**Challenge:**
Pull out the lines from the one containing "Target: wrinkled face" through the end of the items below, inclusive, and reproduce them word for word.

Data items
↓

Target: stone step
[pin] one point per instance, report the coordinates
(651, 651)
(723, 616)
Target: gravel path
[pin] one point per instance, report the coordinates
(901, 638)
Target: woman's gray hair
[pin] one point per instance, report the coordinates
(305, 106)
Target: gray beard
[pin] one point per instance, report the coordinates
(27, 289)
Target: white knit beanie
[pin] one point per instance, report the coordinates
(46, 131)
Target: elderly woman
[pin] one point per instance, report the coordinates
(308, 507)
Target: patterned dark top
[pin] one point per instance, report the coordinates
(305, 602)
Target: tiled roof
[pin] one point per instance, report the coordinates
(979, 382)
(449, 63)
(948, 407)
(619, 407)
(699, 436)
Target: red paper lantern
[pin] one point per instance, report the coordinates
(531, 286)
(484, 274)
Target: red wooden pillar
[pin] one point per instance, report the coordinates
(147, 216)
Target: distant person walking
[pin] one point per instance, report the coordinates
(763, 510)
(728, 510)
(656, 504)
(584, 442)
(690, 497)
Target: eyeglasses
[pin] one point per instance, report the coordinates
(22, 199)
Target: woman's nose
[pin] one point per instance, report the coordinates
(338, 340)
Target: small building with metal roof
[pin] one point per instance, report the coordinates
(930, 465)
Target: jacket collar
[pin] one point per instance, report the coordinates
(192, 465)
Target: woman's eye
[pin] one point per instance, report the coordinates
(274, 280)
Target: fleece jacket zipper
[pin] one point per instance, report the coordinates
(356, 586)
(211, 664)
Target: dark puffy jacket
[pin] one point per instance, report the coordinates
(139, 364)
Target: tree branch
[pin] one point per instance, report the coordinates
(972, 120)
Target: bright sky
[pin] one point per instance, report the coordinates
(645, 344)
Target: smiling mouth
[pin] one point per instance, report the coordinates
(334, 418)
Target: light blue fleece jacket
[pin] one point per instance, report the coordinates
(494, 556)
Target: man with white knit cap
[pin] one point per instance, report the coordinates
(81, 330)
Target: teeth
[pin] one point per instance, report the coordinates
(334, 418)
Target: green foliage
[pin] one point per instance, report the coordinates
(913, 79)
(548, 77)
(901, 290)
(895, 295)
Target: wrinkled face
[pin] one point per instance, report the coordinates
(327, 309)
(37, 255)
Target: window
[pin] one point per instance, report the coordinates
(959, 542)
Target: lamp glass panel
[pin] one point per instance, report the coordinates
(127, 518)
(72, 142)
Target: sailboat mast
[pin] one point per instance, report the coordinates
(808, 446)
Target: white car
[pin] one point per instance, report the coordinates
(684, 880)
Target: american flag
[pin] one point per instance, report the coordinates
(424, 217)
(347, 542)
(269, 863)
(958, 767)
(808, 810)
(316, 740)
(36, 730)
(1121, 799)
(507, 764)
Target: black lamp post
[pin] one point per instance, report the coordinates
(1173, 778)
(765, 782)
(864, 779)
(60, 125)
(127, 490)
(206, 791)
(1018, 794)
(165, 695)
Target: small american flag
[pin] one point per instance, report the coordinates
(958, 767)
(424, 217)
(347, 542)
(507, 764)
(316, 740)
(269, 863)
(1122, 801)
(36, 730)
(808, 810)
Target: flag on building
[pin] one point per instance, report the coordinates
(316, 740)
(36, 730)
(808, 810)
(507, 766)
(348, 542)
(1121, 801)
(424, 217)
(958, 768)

↑

**Completed task:**
Target: wrinkled face
[pin] one point per instance, report the coordinates
(327, 309)
(37, 255)
Target: window
[pin] one point per instance, report the coordinates
(959, 542)
Target: lamp glass panel
[pin] one point per instance, report the coordinates
(127, 518)
(72, 142)
Target: sailboat mast
[pin] one point per instance, report the coordinates
(808, 446)
Target: white car
[pin] one point per instance, report the coordinates
(684, 880)
Target: american flag
[pin] one point per instance, report the coordinates
(424, 217)
(347, 542)
(269, 863)
(958, 767)
(808, 810)
(316, 740)
(36, 730)
(1121, 799)
(507, 764)
Target: black lamp post
[pin] one point per instance, report the coordinates
(1173, 778)
(765, 782)
(864, 779)
(60, 125)
(127, 490)
(206, 791)
(1018, 794)
(165, 695)
Target: small american flag
[pin] one point per instance, report the coordinates
(958, 767)
(424, 217)
(347, 542)
(507, 764)
(316, 740)
(269, 863)
(1122, 801)
(36, 730)
(808, 810)
Target: flag on building
[pin] one point per instance, report the coordinates
(316, 740)
(36, 730)
(808, 810)
(507, 766)
(348, 542)
(1121, 801)
(424, 217)
(958, 768)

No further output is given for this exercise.